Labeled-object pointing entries
* * * * *
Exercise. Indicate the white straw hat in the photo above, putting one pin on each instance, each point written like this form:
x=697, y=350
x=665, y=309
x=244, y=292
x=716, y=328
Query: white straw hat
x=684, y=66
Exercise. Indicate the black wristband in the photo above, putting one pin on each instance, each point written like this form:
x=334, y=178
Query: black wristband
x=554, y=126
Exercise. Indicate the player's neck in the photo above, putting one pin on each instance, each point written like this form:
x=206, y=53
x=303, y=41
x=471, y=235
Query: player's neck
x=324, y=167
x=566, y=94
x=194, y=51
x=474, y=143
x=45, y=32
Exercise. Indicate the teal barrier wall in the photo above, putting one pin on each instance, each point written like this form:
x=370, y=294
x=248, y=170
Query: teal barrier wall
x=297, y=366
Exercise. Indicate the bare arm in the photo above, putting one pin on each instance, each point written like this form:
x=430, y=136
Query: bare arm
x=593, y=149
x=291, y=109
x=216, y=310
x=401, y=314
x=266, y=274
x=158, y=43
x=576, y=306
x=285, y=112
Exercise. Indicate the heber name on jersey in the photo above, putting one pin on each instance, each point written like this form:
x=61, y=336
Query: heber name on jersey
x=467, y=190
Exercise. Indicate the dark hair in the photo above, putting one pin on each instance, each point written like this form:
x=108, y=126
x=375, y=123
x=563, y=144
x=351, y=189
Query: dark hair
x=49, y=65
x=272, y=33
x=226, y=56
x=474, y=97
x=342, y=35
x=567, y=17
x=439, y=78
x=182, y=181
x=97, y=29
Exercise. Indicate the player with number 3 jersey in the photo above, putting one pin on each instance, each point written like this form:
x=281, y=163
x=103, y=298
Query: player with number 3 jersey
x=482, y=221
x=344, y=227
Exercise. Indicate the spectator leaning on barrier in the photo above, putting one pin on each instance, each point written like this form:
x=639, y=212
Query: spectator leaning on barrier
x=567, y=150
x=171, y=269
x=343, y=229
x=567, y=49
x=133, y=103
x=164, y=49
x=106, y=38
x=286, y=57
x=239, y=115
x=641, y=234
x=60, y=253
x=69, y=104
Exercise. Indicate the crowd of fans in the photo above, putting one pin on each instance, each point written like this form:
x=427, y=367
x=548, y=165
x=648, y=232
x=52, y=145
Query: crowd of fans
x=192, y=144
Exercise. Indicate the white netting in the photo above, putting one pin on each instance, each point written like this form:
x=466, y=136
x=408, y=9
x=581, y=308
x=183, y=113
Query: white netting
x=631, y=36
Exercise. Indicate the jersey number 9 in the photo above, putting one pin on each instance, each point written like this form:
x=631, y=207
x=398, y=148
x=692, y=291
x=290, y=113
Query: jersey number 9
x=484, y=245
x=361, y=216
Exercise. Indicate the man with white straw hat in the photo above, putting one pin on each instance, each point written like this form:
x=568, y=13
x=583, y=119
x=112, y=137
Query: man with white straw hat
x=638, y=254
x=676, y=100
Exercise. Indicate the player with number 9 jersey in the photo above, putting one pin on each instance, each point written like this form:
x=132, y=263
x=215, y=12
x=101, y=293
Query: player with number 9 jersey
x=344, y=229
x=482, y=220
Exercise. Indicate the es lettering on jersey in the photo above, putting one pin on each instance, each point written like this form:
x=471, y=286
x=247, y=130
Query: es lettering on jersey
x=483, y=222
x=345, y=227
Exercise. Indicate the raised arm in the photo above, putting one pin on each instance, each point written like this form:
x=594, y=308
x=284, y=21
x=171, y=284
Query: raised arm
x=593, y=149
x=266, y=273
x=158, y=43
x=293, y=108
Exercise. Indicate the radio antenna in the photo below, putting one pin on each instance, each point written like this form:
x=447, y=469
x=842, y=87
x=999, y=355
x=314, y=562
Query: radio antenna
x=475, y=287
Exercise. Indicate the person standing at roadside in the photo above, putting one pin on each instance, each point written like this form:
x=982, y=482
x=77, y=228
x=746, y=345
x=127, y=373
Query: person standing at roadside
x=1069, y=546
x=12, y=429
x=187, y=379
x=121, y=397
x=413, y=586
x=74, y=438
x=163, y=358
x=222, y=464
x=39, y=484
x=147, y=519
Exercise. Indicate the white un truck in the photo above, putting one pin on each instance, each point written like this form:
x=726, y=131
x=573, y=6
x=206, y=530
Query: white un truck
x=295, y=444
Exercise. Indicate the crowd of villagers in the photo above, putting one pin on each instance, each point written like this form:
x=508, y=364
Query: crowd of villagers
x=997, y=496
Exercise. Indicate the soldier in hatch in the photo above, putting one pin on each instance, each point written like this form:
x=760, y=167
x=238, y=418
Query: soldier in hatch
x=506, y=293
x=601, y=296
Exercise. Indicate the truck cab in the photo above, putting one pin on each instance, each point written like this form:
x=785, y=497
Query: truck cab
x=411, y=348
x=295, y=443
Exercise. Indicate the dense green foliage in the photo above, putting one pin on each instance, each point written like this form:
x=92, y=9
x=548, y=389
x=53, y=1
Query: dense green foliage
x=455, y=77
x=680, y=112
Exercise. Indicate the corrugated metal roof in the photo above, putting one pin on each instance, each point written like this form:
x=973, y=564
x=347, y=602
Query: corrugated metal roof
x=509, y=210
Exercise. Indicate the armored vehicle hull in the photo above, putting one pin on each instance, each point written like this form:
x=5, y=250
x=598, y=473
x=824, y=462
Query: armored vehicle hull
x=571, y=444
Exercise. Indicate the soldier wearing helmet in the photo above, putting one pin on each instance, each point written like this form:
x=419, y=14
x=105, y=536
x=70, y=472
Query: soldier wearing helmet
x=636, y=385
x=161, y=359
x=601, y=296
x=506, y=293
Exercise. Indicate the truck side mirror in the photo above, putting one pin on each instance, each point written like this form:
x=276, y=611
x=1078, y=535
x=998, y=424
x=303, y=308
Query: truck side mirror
* * * * *
▶ STATED GOAL
Print all the data exactly.

▶ EXERCISE OUTPUT
Exercise. Indicate the white straw hat in the photo above, putting one pin on each instance, each point written like this form:
x=697, y=350
x=665, y=309
x=244, y=292
x=716, y=328
Query: white straw hat
x=684, y=66
Exercise. Indicate the black wristband in the photo above, putting one pin on each instance, each point written like this form:
x=334, y=178
Query: black wristband
x=554, y=126
Exercise. Indicate the player's neck in the photo above, putting one pin on each instance, each point written like this form:
x=206, y=53
x=303, y=41
x=471, y=235
Query: player's neck
x=324, y=167
x=566, y=94
x=194, y=51
x=474, y=143
x=45, y=32
Exercise. Indicate the teal barrier wall in the photo above, putting one pin on each instance, each point written like this form:
x=370, y=294
x=248, y=170
Query: teal barrier wall
x=297, y=366
Exercise. Indicate the bare arm in the photo above, putting one pin on each instance, each point written like this form:
x=430, y=136
Query: bare arm
x=593, y=149
x=291, y=109
x=216, y=310
x=401, y=314
x=266, y=274
x=158, y=43
x=576, y=306
x=285, y=112
Exercise. Indicate the heber name on jersey in the photo above, putting one pin on each instance, each point written like this form:
x=61, y=336
Query: heber name on jersey
x=467, y=190
Exercise. Indicate the dark hair in the photo above, putting one pin on each instance, each point written like this form:
x=108, y=126
x=375, y=123
x=563, y=144
x=351, y=189
Query: dark hair
x=49, y=65
x=272, y=33
x=226, y=56
x=474, y=97
x=342, y=35
x=567, y=17
x=439, y=78
x=182, y=181
x=97, y=29
Exercise. Indicate the player with number 3 jersey in the photo above, putting one pin on each instance, each point written like this form:
x=281, y=163
x=103, y=298
Query: player with number 3 jersey
x=482, y=221
x=344, y=227
Exercise. Indicate the spectator leaning on barrier in the photo above, putting one pin on each instance, each point written like this form:
x=639, y=212
Query: spectator leaning on barrier
x=567, y=150
x=171, y=269
x=343, y=229
x=567, y=49
x=133, y=103
x=164, y=49
x=106, y=38
x=286, y=57
x=239, y=115
x=641, y=234
x=60, y=253
x=69, y=104
Exercise. Indicate the crowd of fans in the photo above, putting one pin on each instance, each point written like this form:
x=427, y=367
x=548, y=165
x=648, y=232
x=52, y=145
Query: crowd of fans
x=192, y=144
Exercise. Indicate the white netting in the photo above, putting one pin on each instance, each point written like this form:
x=466, y=136
x=408, y=9
x=581, y=308
x=183, y=113
Query: white netting
x=631, y=36
Exercise. Indicate the jersey number 9 in the photo above, putting one pin on each instance, each point written like this form:
x=631, y=207
x=398, y=148
x=692, y=291
x=290, y=113
Query: jersey number 9
x=484, y=245
x=361, y=216
Exercise. Indicate the man with white straw hat in the photo above, putting one pin on each instance, each point written like this form:
x=568, y=13
x=583, y=119
x=112, y=137
Query: man with white straw hat
x=638, y=254
x=676, y=100
Exercise. Indicate the player with number 9 jersey in the photo above, putting one pin on each instance, each point written like this form:
x=132, y=263
x=215, y=12
x=101, y=293
Query: player with number 9 jersey
x=344, y=229
x=482, y=220
Exercise. Indicate the es lettering on jersey in the photo above, putting one pin on each instance, each point written like this form:
x=471, y=286
x=247, y=130
Query: es lettering on jersey
x=483, y=222
x=345, y=227
Exercise. Indicate the raised arm in the photo above, putting one pin on each instance, each point written like this form:
x=594, y=308
x=284, y=21
x=171, y=284
Query: raised arm
x=593, y=149
x=266, y=273
x=158, y=43
x=293, y=108
Exercise. Indicate the radio antenna in the photo below, putting one pin on each instance, each point written like this form:
x=447, y=469
x=842, y=87
x=999, y=355
x=314, y=562
Query: radio antenna
x=475, y=287
Exercise. Indicate the person standing at roadside in the photo above, putting one pin on each instance, each point written like this form:
x=982, y=482
x=77, y=228
x=746, y=345
x=127, y=373
Query: person standing at roadside
x=1069, y=546
x=12, y=429
x=187, y=379
x=121, y=397
x=413, y=586
x=74, y=438
x=163, y=358
x=222, y=464
x=39, y=484
x=147, y=519
Exercise. Indicate the white un truck in the photo above, putting one pin on each instance, each point written like this form:
x=726, y=131
x=573, y=6
x=206, y=530
Query: white un truck
x=295, y=444
Exercise. Indicate the crowd of villagers in the photo above, putting one pin on each instance, each point written like this form:
x=508, y=364
Query: crowd of villagers
x=997, y=496
Exercise. Indicate the soldier in hatch in the photo above, putting one pin on each instance, each point written like this form:
x=760, y=167
x=238, y=418
Query: soldier in hatch
x=506, y=293
x=601, y=296
Exercise. Indicate the truck cab in the photo above, putting one pin on each instance, each point written like this form:
x=785, y=497
Query: truck cab
x=411, y=348
x=295, y=443
Exercise. Indicate the dense green foliage in the photo above, putting one pin on each instance, each point written like this form:
x=92, y=9
x=548, y=389
x=53, y=1
Query: dense green foliage
x=455, y=77
x=680, y=112
Exercise. Indicate the corrugated metal roof in the photo above, putting one pin on each instance, each point written like this form:
x=973, y=564
x=347, y=602
Query: corrugated metal roof
x=509, y=210
Exercise. Indicate the armored vehicle hull in the photo above, putting one pin on each instance, each point written like this form:
x=5, y=250
x=598, y=473
x=824, y=462
Query: armored vehicle hull
x=571, y=444
Exercise. Indicate the soldier wearing helmet in the photo above, putting one pin on each instance, each point written like this form:
x=419, y=14
x=105, y=536
x=70, y=472
Query: soldier wearing helmet
x=636, y=385
x=161, y=359
x=601, y=296
x=506, y=293
Exercise. Indicate the truck side mirror in the photo above, putting one pin on each instance, each point written like this form:
x=276, y=611
x=1078, y=535
x=998, y=424
x=303, y=308
Query: truck side mirror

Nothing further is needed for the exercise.